>> begin Data section
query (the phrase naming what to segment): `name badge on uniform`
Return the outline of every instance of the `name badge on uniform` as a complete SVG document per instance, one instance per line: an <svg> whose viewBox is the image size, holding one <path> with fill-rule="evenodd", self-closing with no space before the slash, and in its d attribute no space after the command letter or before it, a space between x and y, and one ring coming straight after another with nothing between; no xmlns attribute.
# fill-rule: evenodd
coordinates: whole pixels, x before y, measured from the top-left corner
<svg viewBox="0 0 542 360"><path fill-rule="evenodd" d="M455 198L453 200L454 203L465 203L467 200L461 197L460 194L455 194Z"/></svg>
>> end Data section
Copy the lines above word for word, keeping every character as it stands.

query (the phrase naming what to segment): `name badge on uniform`
Return the outline of every instance of the `name badge on uniform` as a complete SVG document per instance, one instance per line: an <svg> whose viewBox is the image size, holding one <path> with fill-rule="evenodd", self-closing with no space before the slash, and in its d attribute no space after the command letter or before it, a space between x and y, and one ring coming straight after another with nothing between; no xmlns attribute.
# fill-rule: evenodd
coordinates: whole pixels, x before y, measured from the top-left corner
<svg viewBox="0 0 542 360"><path fill-rule="evenodd" d="M455 198L453 200L454 203L465 203L467 200L461 197L460 194L455 194Z"/></svg>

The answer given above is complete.